(Complete the following):
A) According to the bluster issue on distance measures, why would offering more dissimilarity indices help the package? Answer in one to three sentences.
B) Extend the bluster issue on distance measures, starting after its final sentence.

LTLA / bluster

Clone of the Bioconductor repository for the bluster package.
https://bioconductor.org/packages/devel/bioc/html/bluster.html
2 stars 3 forks source link

Distance/dissimilarity measures: extension #13

Closed antagomir closed 1 year ago

antagomir commented 1 year ago

The bluster package is currently relying on stats::dist for distance calculations in the clustering process.

Limitation in this is that the stats::dist function covers only a relatively small set of dissimilarity indices. For instance, it is missing many dissimilarity indices that are commonly used in ecological analyses and available for instance through vegan::vegdist. Extending the availability of dissimilarity indices would be beneficial for making the bluster package support other applications of SummarizedExperiment family, for instance in microbiome research that we are working on. Providing access to readily available dissimilarity indices would support users.

Suggested solution:

This would concern multiple functions.

(Raw data):
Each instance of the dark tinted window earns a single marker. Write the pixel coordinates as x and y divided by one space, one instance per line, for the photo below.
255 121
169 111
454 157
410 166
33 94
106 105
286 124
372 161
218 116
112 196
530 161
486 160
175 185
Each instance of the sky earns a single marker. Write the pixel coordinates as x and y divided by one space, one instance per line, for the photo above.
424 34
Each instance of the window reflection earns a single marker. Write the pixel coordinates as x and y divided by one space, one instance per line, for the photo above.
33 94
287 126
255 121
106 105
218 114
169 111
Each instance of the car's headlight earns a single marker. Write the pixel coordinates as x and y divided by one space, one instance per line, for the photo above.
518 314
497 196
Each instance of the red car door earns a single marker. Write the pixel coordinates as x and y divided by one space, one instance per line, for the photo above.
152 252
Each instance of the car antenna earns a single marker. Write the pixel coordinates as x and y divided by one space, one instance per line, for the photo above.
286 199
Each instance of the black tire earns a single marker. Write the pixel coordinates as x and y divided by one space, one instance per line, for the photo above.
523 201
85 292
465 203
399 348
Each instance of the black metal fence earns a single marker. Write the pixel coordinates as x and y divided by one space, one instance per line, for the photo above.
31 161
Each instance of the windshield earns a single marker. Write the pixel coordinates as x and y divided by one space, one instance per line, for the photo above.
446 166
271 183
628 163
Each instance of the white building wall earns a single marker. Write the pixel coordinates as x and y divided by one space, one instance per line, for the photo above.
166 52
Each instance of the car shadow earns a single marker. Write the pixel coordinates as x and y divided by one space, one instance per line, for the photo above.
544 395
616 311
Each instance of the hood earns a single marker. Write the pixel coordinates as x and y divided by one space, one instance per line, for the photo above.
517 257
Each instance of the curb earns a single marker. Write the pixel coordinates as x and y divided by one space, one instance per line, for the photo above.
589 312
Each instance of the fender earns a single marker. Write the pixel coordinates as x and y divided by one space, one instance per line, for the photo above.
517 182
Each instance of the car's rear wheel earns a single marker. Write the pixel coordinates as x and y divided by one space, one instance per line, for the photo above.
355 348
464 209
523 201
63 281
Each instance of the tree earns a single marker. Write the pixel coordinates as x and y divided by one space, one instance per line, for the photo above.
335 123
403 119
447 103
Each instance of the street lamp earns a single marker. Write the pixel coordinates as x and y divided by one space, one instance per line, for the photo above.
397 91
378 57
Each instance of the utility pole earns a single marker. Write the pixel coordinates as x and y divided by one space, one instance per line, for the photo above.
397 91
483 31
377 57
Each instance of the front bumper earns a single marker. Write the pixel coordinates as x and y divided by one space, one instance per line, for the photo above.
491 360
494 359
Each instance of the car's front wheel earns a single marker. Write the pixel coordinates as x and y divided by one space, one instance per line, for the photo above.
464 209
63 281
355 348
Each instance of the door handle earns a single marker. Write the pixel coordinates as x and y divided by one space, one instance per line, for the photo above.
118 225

(Answers for this exercise):
A) The package relies on stats::dist, which covers only a small set of dissimilarity indices and lacks many that ecological analyses commonly use, such as those in vegan::vegdist. More indices would let bluster support other applications of the SummarizedExperiment family, such as microbiome research, and would give users readily available measures.

B)
The process would then look, for instance in the context of clusterRows and hierarchical clustering, something like:

clusterRows(sce, distfun=stats::dist, HclustParam(metric="euclidean"))

clusterRows(sce, distfun=vegan::vegdist, HclustParam(metric="bray"))

etc.

LTLA commented 1 year ago

Seems reasonable, though the distance function would be a parameter of HclustParam, not clusterRows, given that not all clustering methods would easily support custom distance calculations (e.g., k-means wouldn't care).

Happy to take a PR, if you can demonstrate a MVP with HclustParam.

antagomir commented 1 year ago

Great. We will have a look and see how it goes.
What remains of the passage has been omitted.